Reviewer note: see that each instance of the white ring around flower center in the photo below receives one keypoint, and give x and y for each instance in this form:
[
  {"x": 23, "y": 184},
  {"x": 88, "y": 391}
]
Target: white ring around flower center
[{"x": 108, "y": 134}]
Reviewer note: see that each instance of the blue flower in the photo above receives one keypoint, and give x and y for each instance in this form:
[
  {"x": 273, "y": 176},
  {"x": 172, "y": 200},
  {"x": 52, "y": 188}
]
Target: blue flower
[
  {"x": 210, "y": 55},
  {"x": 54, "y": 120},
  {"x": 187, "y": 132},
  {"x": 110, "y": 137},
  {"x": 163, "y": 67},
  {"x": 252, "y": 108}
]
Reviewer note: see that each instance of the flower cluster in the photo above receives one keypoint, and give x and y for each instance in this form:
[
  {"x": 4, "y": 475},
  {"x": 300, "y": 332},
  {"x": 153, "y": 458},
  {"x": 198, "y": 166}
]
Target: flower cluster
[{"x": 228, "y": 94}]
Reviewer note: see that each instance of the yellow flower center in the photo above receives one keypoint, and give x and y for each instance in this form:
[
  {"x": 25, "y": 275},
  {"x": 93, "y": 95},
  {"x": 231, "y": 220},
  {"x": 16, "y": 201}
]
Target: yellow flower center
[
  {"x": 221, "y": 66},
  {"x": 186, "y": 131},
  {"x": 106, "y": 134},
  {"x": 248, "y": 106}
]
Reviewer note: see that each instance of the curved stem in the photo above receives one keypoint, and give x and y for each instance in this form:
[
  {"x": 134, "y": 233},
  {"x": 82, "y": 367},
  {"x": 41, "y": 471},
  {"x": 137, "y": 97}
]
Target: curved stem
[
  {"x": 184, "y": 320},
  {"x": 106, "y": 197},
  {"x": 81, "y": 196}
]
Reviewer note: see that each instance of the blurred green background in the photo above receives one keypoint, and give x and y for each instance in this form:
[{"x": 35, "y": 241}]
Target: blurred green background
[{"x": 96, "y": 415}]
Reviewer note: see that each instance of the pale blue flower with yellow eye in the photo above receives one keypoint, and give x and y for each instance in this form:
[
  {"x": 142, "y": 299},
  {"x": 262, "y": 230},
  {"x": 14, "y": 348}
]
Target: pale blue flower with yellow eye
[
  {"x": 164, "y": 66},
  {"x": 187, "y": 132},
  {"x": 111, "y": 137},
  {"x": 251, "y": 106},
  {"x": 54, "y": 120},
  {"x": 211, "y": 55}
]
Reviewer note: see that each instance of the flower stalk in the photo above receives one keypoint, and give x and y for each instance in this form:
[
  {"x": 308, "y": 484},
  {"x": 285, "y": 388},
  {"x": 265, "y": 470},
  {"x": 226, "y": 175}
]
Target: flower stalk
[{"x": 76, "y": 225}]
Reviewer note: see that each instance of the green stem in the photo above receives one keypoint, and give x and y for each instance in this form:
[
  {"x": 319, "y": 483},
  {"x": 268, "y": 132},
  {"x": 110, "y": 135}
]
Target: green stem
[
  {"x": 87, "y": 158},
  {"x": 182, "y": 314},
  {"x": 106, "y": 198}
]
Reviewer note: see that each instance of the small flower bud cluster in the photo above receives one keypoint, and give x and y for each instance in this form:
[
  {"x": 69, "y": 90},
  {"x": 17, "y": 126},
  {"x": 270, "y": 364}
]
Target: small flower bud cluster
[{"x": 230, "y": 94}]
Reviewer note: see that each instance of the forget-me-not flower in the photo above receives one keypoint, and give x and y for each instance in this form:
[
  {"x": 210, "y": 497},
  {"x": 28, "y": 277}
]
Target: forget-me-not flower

:::::

* **YOUR INSTRUCTIONS**
Copy exactly the line containing "Reviewer note: see that each instance of the flower stalk" and every line after it, ending with the last line of the records above.

* **RESPONSE**
Reviewer note: see that each instance of the flower stalk in the photo above receives one keypoint, and give x and y for each instance in this form:
[
  {"x": 308, "y": 484},
  {"x": 285, "y": 388},
  {"x": 265, "y": 470},
  {"x": 226, "y": 175}
]
Target: flower stalk
[{"x": 76, "y": 225}]
Reviewer note: see that each instance of the green stem in the photo above receives one keypoint, and give x and y for each instance in this form:
[
  {"x": 319, "y": 483},
  {"x": 268, "y": 132},
  {"x": 110, "y": 135}
]
Target: green stem
[
  {"x": 87, "y": 158},
  {"x": 182, "y": 314},
  {"x": 106, "y": 198}
]
Reviewer note: see that each instance of the small flower bud cluster in the photo above receives one keypoint, and give x and y for each instance in this form:
[
  {"x": 69, "y": 90},
  {"x": 17, "y": 126},
  {"x": 270, "y": 364}
]
Target: small flower bud cluster
[{"x": 230, "y": 94}]
Reviewer note: see that each instance of the forget-me-not flower in the photo above receives one keypoint, and give x and y for each instance in this form:
[
  {"x": 210, "y": 497},
  {"x": 28, "y": 277}
]
Target: forget-me-not flower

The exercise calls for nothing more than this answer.